-- Task objective --
Could the records be returned exactly, with the pictures left out?

Region pointing data
------------------------------------

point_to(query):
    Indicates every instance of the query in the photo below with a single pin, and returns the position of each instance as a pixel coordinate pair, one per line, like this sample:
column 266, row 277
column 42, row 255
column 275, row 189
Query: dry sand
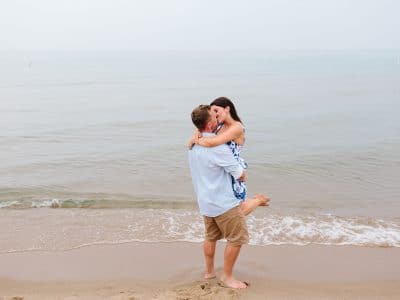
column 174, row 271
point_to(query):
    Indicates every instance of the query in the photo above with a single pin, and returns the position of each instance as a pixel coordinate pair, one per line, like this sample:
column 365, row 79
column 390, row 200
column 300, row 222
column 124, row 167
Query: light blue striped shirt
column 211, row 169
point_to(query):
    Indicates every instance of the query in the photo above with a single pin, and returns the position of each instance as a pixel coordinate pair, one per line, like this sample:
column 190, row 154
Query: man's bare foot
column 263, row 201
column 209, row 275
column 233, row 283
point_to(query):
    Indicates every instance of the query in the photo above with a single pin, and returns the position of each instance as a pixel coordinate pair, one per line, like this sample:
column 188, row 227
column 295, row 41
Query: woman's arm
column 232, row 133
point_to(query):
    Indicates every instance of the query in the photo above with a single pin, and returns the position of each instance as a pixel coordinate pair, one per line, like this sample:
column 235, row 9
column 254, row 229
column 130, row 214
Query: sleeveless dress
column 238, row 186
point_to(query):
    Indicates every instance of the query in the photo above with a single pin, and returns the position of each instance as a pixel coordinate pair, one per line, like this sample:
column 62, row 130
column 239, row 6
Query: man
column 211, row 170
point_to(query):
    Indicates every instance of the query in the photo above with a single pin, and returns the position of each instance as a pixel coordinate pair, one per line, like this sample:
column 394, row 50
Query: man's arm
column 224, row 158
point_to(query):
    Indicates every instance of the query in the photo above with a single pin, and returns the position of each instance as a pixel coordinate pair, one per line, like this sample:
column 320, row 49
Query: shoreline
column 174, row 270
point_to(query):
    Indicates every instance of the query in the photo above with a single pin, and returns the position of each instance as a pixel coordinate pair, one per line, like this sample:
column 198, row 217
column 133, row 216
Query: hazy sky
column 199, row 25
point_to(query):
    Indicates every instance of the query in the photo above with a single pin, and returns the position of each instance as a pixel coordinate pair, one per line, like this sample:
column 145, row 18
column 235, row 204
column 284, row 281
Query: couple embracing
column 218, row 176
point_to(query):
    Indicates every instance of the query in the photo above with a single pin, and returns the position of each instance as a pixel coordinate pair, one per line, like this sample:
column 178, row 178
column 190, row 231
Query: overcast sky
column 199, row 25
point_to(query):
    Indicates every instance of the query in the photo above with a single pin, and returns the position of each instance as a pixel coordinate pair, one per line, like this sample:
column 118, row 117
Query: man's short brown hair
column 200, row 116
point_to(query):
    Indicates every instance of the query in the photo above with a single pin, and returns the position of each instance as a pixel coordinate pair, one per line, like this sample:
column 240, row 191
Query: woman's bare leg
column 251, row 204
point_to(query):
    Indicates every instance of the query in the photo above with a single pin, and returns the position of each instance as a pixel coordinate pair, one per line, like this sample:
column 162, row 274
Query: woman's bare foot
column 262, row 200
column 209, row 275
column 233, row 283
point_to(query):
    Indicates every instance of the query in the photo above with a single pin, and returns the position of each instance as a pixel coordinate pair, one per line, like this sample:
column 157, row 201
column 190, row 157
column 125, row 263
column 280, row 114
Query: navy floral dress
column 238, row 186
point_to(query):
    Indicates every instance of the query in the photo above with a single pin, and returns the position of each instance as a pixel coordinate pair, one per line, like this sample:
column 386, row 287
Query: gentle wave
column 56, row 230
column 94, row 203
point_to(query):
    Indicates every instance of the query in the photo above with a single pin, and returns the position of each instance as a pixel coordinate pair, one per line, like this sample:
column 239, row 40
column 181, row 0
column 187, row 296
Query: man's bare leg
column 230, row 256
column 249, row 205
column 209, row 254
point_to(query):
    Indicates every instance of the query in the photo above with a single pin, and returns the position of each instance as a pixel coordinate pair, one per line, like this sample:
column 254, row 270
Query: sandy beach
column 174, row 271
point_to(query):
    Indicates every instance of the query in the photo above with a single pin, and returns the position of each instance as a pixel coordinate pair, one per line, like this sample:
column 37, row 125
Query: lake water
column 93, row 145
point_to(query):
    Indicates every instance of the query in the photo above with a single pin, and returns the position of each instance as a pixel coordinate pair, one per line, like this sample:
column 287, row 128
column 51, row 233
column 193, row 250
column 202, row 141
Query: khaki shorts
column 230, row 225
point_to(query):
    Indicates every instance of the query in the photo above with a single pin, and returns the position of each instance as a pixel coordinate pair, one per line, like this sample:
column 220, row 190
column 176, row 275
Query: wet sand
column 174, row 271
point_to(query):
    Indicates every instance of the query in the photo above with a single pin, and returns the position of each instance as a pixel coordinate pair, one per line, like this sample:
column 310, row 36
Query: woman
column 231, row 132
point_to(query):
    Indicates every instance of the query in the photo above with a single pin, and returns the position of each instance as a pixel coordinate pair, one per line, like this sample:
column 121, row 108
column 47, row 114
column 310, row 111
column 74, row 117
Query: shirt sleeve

------------------------------------

-- Solution --
point_to(query):
    Indicates every instance of the query in the photo below with a single pin, and returns the position of each instance as a pixel coordinate pair, one per line, like this sample:
column 266, row 277
column 42, row 255
column 275, row 189
Query: dry sand
column 174, row 271
point_to(query):
    Indicates every instance of the query in the photo above with a single pin, and returns the position of each instance as a pixel coordinate pair, one per line, like this sample:
column 365, row 79
column 390, row 200
column 300, row 222
column 124, row 167
Query: light blue striped shirt
column 211, row 169
point_to(query):
    Indicates every instance of the query in the photo above with a single pin, and returns the position of each instance as a pixel coordinate pair, one per line, like this sample:
column 190, row 154
Query: man's bare foot
column 263, row 201
column 209, row 275
column 233, row 283
point_to(query):
    Indicates every instance of the query in the photo above with a single pin, and returns the position of each instance as a pixel coordinate pair, one per line, like this sample:
column 188, row 227
column 295, row 41
Query: woman's arm
column 232, row 133
point_to(query):
    Indicates every instance of the query in the photo above with a single pin, and returns the position of each instance as a pixel coordinate pair, one per line, like this sample:
column 235, row 9
column 254, row 229
column 130, row 214
Query: sleeveless dress
column 238, row 186
point_to(query):
    Indicates every instance of the query in the photo above with a single pin, and returns the position of each instance as a pixel coordinate pair, one per line, like this sample:
column 62, row 130
column 239, row 6
Query: man
column 211, row 170
point_to(query):
    Indicates every instance of the query in the photo above with a single pin, and returns the position of each instance as a pixel coordinate pair, one per line, like this sample:
column 394, row 50
Query: man's arm
column 224, row 158
point_to(query):
    Indicates every instance of the query in the photo above with a single pin, and returns the position of each instance as a pixel coordinate pair, one per line, like this sample:
column 320, row 49
Query: shoreline
column 174, row 270
point_to(query):
    Indicates every instance of the query in the photo above with a single pin, and returns the position of each instance as a pixel coordinate pair, one per line, like this sample:
column 198, row 217
column 133, row 216
Query: hazy sky
column 199, row 25
point_to(query):
    Indicates every instance of the query in the photo above with a single pin, and returns the position of each instance as a pixel coordinate pair, one per line, like this sample:
column 145, row 18
column 235, row 204
column 284, row 281
Query: couple embracing
column 218, row 176
point_to(query):
    Indicates every instance of the query in the photo above with a single pin, and returns the position of each instance as a pixel coordinate pair, one per line, like this sample:
column 178, row 178
column 190, row 231
Query: overcast sky
column 199, row 25
point_to(query):
    Indicates every instance of the query in the photo above with a single pin, and returns the position of each instance as a pixel coordinate pair, one per line, like this sample:
column 118, row 117
Query: man's short brown hair
column 200, row 116
point_to(query):
    Indicates every instance of the query in the photo above with a single pin, and returns the position of each instance as a pixel coordinate pair, one per line, like this sample:
column 240, row 191
Query: woman's bare leg
column 251, row 204
point_to(query):
    Indicates every instance of the query in the photo above with a single pin, and returns the position of each instance as a pixel coordinate pair, one per line, like this sample:
column 162, row 274
Query: woman's bare foot
column 262, row 200
column 209, row 275
column 233, row 283
point_to(query):
    Indicates every instance of the query in the photo above with a single pin, and returns the position of each instance as a pixel coordinate pair, one per line, like this sample:
column 157, row 201
column 190, row 157
column 125, row 263
column 280, row 114
Query: navy floral dress
column 238, row 186
point_to(query):
    Indicates every instance of the query in the photo above with a single pin, and returns the position of each instance as a pixel coordinate pair, one per line, like this sample:
column 386, row 287
Query: gentle wave
column 56, row 230
column 94, row 203
point_to(query):
    Indicates every instance of the query in the photo above with a single pin, and returns the position of each instance as a pixel coordinate pair, one per line, like this sample:
column 239, row 40
column 181, row 0
column 187, row 296
Query: man's bare leg
column 230, row 256
column 249, row 205
column 209, row 254
point_to(query):
    Indicates every instance of the query in the photo above with a single pin, and returns the position of each instance as a pixel coordinate pair, one per line, like this sample:
column 254, row 270
Query: sandy beach
column 174, row 271
point_to(query):
    Indicates every instance of the query in the photo above with a single pin, and returns the position of each instance as a pixel coordinate pair, one per line, like this sample:
column 37, row 125
Query: lake water
column 93, row 145
point_to(query):
    Indicates every instance of the query in the photo above with a single pin, and returns the position of each instance as a pixel coordinate pair, one per line, like this sample:
column 287, row 128
column 51, row 233
column 193, row 250
column 202, row 141
Query: khaki shorts
column 230, row 225
point_to(query):
    Indicates every instance of the query in the photo above with a single pin, and returns the position of each instance as a pixel coordinate pair, one per line, like this sample:
column 220, row 190
column 176, row 275
Query: wet sand
column 174, row 271
point_to(query):
    Indicates every instance of the query in the photo above with a single pin, and returns the position of each instance as a pixel coordinate pair, one per line, like this sample:
column 310, row 36
Query: woman
column 231, row 132
point_to(query):
    Indicates every instance of the query in the photo above with a single pin, and returns the position of each instance as a pixel coordinate pair, one per line, like this sample:
column 121, row 108
column 47, row 114
column 310, row 111
column 74, row 117
Query: shirt sleeve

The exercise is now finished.